The Daily Telegraph

Police given new powers to target hostile foreign agents

- By Danielle Sheridan POLITICAL CORRESPOND­ENT

POLICE have been granted powers to stop and search individual­s they suspect of being hostile foreign actors.

As of today, specially trained officers will be allowed to stop, question and, when necessary, detain and search individual­s travelling through UK ports to determine whether they are involved in hostile state activity.

The new Schedule Three powers were introduced in the Counter-terrorism

and Border Security Act 2019 and created in response to the 2018 Salisbury nerve-agent attack.

The UK expelled 23 Russian diplomats, and the US expelled 60, in retaliatio­n for the poisoning of Sergei and Yulia Skripal in March 2018.

Dawn Sturgess, a Salisbury woman, died after coming into contact with the nerve agent in a discarded perfume bottle. Charlie Rowley, her boyfriend, and Det Sgt Nick Bailey, a police officer, were left with serious health problems.

The Daily Telegraph understand­s that accredited officers granted the powers will at times be acting on intelligen­ce regarding an individual. “It won’t just be a hunch,” a Home Office source said.

Priti Patel, the Home Secretary, warned that the powers had come into force at a time when “the threat posed to the UK from hostile state activity is growing and ever changing”.

“These new powers send a very clear message to those involved in it that this Government has zero tolerance for those acting against British interests,” she said. “But I am clear more must be done and we are developing legislatio­n to bring our laws up to date and create new ones to stay ahead of the threat.”

Until now, an officer had to have a reasonable suspicion of any criminalit­y in order to detain a person. “This is a power where you don’t need a suspicion threshold at UK ports,” the source added.

“It is a mirror power to Schedule Seven, which has been in place for 20odd years to deal with terrorism.”

In the Queen’s Speech, the Government announced plans to introduce legislatio­n to provide security services and law enforcemen­t agencies with the tools to tackle the evolving threat of hostile activity by foreign states.

• Instructions to follow:
Quote the article on new police powers against hostile foreign agents, starting at "As of today, specially" and ending at "hostile state activity.".

[Free-text object descriptions]
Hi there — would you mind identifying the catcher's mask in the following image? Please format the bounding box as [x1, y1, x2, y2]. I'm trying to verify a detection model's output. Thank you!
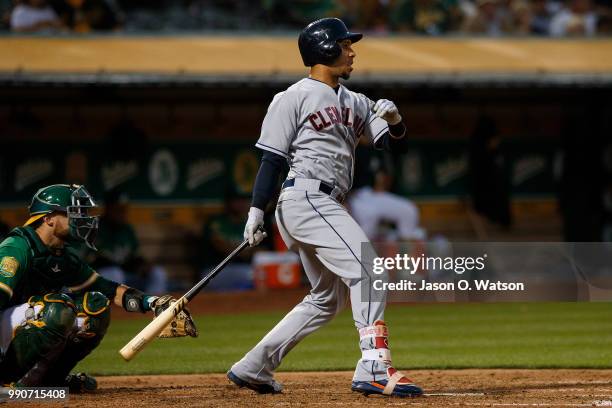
[24, 184, 99, 250]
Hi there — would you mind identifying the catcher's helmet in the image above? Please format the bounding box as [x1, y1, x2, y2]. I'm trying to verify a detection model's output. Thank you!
[24, 184, 98, 249]
[298, 18, 363, 67]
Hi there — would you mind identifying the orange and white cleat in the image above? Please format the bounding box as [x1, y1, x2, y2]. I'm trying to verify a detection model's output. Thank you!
[351, 320, 423, 397]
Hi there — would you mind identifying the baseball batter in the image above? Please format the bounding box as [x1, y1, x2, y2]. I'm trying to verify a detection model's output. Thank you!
[227, 18, 422, 397]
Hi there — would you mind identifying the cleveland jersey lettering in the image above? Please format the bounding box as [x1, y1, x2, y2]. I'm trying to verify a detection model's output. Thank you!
[256, 78, 389, 193]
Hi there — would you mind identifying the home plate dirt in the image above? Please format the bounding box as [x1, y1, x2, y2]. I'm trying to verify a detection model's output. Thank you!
[39, 369, 612, 408]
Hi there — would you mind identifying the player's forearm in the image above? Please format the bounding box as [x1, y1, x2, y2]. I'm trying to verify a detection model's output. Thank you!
[251, 151, 286, 211]
[376, 122, 408, 153]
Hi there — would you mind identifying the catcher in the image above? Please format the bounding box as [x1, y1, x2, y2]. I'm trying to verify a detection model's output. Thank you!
[0, 184, 197, 392]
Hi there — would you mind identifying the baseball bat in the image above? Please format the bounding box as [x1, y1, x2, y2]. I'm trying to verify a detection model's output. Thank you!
[119, 230, 266, 361]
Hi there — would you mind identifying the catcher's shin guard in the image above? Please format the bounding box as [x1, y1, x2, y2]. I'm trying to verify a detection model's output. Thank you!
[227, 370, 283, 394]
[351, 320, 423, 397]
[0, 293, 76, 387]
[44, 292, 110, 384]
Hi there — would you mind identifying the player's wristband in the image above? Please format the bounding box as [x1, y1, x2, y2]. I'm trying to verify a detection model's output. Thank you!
[389, 121, 406, 139]
[121, 288, 157, 313]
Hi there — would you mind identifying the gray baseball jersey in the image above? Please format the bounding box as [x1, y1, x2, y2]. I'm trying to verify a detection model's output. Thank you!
[231, 79, 388, 384]
[256, 78, 389, 194]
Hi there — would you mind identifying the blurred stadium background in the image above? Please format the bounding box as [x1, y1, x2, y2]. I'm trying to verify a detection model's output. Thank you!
[0, 0, 612, 290]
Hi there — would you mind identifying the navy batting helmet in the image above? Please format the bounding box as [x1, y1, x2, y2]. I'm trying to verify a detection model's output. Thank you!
[298, 18, 363, 67]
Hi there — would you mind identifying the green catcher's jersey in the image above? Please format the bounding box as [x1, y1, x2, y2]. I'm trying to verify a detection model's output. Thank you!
[0, 227, 118, 310]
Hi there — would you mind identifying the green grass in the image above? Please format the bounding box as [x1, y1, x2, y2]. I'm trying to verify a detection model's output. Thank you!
[77, 303, 612, 375]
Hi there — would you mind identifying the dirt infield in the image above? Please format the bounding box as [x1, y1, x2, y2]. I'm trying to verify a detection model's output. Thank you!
[45, 370, 612, 408]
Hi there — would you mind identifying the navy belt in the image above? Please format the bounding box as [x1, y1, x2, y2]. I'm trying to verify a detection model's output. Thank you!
[282, 179, 344, 202]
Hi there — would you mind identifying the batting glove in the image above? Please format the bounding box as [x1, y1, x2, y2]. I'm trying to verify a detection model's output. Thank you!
[244, 207, 266, 246]
[372, 99, 402, 125]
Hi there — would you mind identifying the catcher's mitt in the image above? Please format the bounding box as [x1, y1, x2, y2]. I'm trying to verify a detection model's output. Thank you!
[151, 295, 198, 338]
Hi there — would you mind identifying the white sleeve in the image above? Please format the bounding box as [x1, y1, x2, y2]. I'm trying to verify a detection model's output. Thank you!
[362, 95, 389, 144]
[255, 92, 299, 158]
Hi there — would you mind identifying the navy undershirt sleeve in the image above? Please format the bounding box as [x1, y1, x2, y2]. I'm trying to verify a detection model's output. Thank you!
[251, 150, 287, 211]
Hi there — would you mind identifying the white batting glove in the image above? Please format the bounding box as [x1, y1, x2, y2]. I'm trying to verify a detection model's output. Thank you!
[372, 99, 402, 125]
[244, 207, 266, 246]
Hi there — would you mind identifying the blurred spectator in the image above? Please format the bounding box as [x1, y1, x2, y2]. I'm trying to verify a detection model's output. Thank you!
[392, 0, 461, 35]
[11, 0, 64, 33]
[56, 0, 122, 33]
[468, 115, 512, 227]
[510, 0, 533, 35]
[461, 0, 514, 37]
[354, 0, 393, 34]
[347, 138, 425, 241]
[349, 169, 425, 241]
[199, 188, 265, 290]
[88, 190, 167, 294]
[550, 0, 597, 37]
[529, 0, 552, 35]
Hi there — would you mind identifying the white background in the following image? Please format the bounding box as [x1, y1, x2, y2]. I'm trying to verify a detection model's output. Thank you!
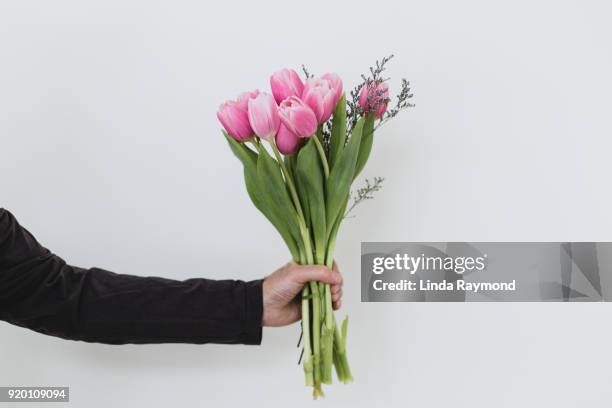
[0, 0, 612, 408]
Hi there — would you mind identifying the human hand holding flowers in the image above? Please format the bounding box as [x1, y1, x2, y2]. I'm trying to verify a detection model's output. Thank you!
[262, 261, 342, 327]
[217, 58, 412, 398]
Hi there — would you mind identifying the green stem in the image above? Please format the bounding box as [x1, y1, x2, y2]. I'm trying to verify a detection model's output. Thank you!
[270, 139, 314, 264]
[270, 139, 305, 221]
[310, 282, 321, 393]
[302, 285, 314, 386]
[313, 135, 329, 180]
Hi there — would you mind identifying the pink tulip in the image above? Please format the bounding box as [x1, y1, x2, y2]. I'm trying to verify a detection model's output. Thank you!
[270, 68, 304, 104]
[217, 101, 253, 142]
[359, 82, 389, 119]
[278, 96, 318, 137]
[302, 74, 342, 124]
[276, 124, 301, 155]
[248, 92, 280, 140]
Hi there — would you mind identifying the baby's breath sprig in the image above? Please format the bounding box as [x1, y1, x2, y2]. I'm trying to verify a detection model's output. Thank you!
[302, 64, 314, 79]
[344, 177, 385, 218]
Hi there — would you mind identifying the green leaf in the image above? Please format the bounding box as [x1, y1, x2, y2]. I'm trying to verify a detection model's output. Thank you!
[329, 94, 346, 167]
[223, 130, 257, 168]
[257, 147, 302, 255]
[353, 115, 375, 179]
[326, 118, 364, 231]
[296, 138, 327, 264]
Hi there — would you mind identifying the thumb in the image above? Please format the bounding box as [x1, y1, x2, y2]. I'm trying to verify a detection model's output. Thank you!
[294, 265, 342, 285]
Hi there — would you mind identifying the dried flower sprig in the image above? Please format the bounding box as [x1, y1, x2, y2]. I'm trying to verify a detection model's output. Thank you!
[346, 54, 393, 132]
[375, 78, 414, 129]
[344, 177, 385, 218]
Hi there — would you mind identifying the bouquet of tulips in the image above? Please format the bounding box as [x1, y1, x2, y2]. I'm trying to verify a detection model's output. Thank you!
[217, 57, 412, 398]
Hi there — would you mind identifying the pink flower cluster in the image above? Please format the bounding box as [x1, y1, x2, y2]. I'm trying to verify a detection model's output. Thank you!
[217, 68, 389, 155]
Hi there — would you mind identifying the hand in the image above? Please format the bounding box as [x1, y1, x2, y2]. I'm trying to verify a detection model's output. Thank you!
[262, 262, 342, 326]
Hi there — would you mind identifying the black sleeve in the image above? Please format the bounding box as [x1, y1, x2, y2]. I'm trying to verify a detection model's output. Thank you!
[0, 208, 263, 344]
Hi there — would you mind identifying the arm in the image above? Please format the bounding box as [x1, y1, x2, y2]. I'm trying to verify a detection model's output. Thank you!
[0, 209, 342, 344]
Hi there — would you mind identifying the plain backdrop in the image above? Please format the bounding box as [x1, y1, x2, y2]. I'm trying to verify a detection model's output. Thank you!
[0, 0, 612, 408]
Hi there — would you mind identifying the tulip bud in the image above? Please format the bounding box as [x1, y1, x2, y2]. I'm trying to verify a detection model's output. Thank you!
[248, 92, 280, 140]
[278, 96, 318, 137]
[321, 72, 342, 109]
[236, 89, 259, 110]
[270, 68, 304, 104]
[276, 123, 302, 155]
[302, 74, 342, 124]
[217, 101, 253, 142]
[359, 81, 389, 119]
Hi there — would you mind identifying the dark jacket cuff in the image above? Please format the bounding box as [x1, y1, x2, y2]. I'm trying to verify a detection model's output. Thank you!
[244, 279, 263, 345]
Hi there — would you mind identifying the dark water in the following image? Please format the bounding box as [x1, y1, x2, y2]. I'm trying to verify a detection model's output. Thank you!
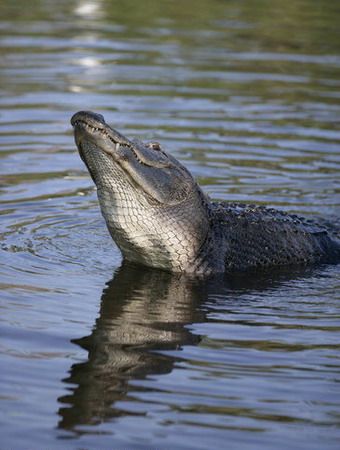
[0, 0, 340, 450]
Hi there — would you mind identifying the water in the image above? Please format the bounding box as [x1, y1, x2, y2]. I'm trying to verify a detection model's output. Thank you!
[0, 0, 340, 450]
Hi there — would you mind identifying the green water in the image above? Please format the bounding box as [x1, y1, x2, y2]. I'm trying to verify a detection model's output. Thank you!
[0, 0, 340, 450]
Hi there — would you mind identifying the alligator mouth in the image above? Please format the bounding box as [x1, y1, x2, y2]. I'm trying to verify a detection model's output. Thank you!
[71, 111, 170, 169]
[72, 120, 123, 155]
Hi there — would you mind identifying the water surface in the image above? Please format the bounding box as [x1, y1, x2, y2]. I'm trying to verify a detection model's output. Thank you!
[0, 0, 340, 450]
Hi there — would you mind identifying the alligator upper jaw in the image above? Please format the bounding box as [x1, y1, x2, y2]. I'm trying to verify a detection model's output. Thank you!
[71, 111, 172, 169]
[71, 111, 133, 157]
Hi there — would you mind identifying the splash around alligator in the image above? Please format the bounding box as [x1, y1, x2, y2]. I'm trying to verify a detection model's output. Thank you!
[71, 111, 340, 275]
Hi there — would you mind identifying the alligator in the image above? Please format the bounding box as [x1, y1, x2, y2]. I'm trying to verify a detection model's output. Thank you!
[71, 111, 340, 275]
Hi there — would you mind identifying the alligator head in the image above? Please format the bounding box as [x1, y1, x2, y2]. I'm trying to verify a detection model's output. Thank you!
[71, 111, 210, 272]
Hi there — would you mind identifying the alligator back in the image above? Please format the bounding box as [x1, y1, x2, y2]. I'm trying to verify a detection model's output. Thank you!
[212, 202, 340, 271]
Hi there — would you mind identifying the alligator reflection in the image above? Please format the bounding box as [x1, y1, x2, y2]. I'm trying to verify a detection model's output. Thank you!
[59, 264, 206, 429]
[59, 264, 313, 431]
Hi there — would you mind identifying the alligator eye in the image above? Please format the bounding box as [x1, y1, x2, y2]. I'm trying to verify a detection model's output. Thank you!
[146, 142, 162, 152]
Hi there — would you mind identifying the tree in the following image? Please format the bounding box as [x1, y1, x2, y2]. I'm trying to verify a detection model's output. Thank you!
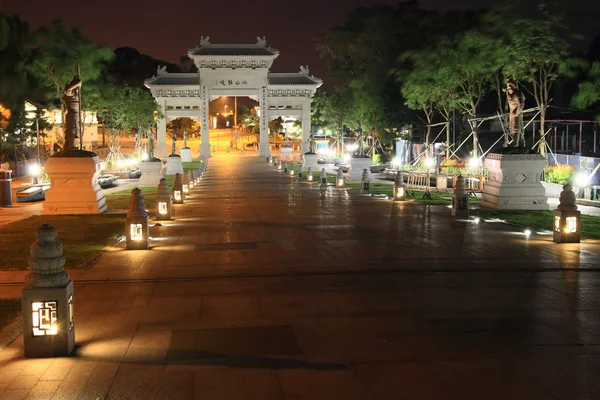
[485, 1, 583, 154]
[572, 61, 600, 121]
[29, 20, 114, 144]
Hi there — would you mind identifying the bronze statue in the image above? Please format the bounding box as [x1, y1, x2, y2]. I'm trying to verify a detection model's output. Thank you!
[63, 75, 82, 151]
[504, 79, 525, 147]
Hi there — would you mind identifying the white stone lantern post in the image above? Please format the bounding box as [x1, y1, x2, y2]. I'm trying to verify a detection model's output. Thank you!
[553, 184, 581, 243]
[156, 178, 171, 221]
[452, 175, 469, 219]
[321, 168, 327, 188]
[360, 168, 371, 193]
[22, 224, 75, 358]
[125, 188, 150, 250]
[335, 167, 345, 189]
[181, 172, 190, 196]
[173, 174, 183, 204]
[393, 171, 406, 201]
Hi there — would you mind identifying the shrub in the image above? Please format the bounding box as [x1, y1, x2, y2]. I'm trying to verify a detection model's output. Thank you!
[544, 164, 575, 185]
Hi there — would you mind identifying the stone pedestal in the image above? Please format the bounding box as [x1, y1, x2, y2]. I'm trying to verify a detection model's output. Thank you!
[167, 155, 183, 175]
[346, 157, 371, 183]
[200, 142, 211, 159]
[138, 159, 163, 186]
[179, 147, 192, 162]
[302, 153, 319, 171]
[481, 154, 548, 210]
[43, 150, 106, 215]
[22, 280, 75, 358]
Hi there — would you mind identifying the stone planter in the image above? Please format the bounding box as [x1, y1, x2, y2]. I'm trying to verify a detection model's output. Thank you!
[481, 154, 548, 210]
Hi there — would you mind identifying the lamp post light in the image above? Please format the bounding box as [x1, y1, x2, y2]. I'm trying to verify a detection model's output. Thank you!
[394, 171, 406, 201]
[553, 184, 581, 243]
[321, 168, 327, 189]
[360, 168, 371, 193]
[452, 175, 469, 219]
[21, 224, 75, 358]
[335, 168, 345, 189]
[156, 178, 171, 221]
[125, 188, 150, 250]
[181, 171, 190, 196]
[173, 173, 183, 204]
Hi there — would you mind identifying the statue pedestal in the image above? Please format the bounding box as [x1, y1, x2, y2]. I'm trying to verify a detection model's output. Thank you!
[179, 147, 192, 162]
[481, 154, 548, 210]
[138, 159, 163, 187]
[43, 150, 106, 215]
[302, 153, 321, 172]
[200, 141, 210, 158]
[167, 154, 183, 175]
[346, 157, 372, 183]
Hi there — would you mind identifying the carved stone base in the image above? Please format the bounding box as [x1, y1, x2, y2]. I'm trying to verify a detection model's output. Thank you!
[346, 157, 372, 183]
[179, 147, 192, 162]
[22, 281, 75, 358]
[167, 155, 183, 175]
[138, 160, 163, 187]
[481, 154, 548, 210]
[43, 153, 106, 215]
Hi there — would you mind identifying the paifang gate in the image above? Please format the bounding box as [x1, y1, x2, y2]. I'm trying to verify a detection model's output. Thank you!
[145, 37, 323, 157]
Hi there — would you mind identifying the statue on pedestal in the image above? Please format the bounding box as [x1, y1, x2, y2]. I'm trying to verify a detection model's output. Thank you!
[504, 79, 525, 147]
[171, 132, 177, 156]
[63, 75, 82, 152]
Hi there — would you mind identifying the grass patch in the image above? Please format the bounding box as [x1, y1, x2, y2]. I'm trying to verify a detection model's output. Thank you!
[0, 299, 21, 332]
[472, 210, 600, 240]
[0, 214, 125, 270]
[105, 187, 158, 210]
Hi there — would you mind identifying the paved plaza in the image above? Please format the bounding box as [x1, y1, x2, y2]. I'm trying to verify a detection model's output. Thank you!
[0, 155, 600, 400]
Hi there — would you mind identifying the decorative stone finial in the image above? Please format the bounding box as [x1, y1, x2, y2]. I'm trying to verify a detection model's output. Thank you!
[127, 188, 148, 217]
[454, 175, 467, 196]
[25, 224, 69, 287]
[556, 183, 577, 211]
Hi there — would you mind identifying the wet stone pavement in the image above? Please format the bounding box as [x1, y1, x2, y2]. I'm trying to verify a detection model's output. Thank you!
[0, 155, 600, 400]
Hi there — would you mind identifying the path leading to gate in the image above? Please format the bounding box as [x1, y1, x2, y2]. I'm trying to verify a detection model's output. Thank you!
[0, 155, 600, 400]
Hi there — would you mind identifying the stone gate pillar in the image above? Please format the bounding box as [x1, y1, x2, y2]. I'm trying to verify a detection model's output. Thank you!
[302, 99, 312, 154]
[200, 85, 210, 157]
[258, 86, 271, 157]
[156, 100, 169, 158]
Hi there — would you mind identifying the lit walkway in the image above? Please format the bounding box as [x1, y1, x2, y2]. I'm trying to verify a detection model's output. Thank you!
[0, 155, 600, 400]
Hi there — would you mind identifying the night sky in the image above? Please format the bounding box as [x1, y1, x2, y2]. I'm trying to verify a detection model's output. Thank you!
[0, 0, 600, 83]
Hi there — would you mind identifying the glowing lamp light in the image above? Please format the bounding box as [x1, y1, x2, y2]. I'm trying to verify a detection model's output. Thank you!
[31, 301, 58, 336]
[158, 201, 169, 215]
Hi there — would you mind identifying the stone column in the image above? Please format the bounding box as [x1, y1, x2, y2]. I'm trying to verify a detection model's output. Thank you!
[302, 99, 316, 154]
[258, 86, 271, 157]
[156, 99, 169, 158]
[200, 85, 210, 157]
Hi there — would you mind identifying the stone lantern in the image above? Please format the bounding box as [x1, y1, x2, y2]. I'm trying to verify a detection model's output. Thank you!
[125, 188, 150, 250]
[22, 224, 75, 357]
[360, 168, 371, 193]
[452, 175, 469, 219]
[173, 174, 183, 204]
[553, 184, 581, 243]
[181, 171, 190, 196]
[393, 171, 406, 201]
[156, 178, 171, 221]
[321, 168, 327, 188]
[335, 168, 345, 189]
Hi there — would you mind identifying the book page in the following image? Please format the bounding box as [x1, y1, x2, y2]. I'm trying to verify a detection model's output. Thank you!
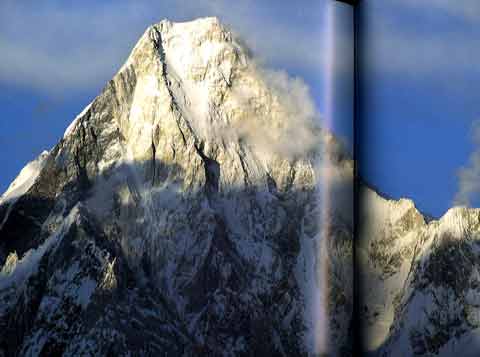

• Answer section:
As of today, specially trained officers will be allowed to stop, question and, when necessary, detain and search individual­s travelling through UK ports to determine whether they are involved in hostile state activity.